• TASK TO CARRY OUT:
Your output should be each line from the material below that has the word "leaf".

• TASK DATA:
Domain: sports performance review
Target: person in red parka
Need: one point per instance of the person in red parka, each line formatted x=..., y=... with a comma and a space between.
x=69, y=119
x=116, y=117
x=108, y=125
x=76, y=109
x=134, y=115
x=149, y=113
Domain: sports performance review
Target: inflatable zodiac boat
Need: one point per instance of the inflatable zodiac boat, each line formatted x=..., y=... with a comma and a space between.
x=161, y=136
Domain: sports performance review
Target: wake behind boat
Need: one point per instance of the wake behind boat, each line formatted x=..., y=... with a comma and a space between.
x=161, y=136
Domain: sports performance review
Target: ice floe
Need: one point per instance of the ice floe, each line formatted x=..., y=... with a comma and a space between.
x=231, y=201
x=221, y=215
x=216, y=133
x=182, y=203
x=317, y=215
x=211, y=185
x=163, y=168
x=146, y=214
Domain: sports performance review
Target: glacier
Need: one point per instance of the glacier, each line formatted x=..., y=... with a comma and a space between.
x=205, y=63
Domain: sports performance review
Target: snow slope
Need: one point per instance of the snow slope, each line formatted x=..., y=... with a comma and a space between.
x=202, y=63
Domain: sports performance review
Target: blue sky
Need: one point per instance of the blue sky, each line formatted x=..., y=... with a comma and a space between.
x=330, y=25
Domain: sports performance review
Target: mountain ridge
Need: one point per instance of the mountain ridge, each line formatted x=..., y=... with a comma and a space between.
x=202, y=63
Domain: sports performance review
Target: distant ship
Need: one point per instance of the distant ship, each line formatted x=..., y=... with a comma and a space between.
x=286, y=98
--
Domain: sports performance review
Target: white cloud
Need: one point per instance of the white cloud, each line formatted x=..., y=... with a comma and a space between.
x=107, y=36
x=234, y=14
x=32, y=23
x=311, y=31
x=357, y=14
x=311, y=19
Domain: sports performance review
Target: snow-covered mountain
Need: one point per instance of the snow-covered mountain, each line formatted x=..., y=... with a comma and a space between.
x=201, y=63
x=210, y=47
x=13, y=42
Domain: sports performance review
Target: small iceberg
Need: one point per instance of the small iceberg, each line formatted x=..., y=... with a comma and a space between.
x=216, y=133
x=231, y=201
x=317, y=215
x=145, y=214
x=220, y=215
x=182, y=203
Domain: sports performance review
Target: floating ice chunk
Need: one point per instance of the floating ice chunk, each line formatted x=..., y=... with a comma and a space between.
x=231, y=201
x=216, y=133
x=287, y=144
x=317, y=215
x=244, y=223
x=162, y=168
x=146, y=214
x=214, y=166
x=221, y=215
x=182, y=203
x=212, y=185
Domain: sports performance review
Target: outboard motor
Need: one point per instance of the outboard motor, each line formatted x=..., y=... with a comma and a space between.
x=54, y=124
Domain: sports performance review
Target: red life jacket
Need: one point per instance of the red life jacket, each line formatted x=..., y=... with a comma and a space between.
...
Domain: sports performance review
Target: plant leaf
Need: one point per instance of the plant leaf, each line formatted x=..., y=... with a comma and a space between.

• RESULT OF THE EXERCISE:
Target: plant leaf
Need: one point per instance of the plant leaf, each line formatted x=..., y=... with a comma and a space between.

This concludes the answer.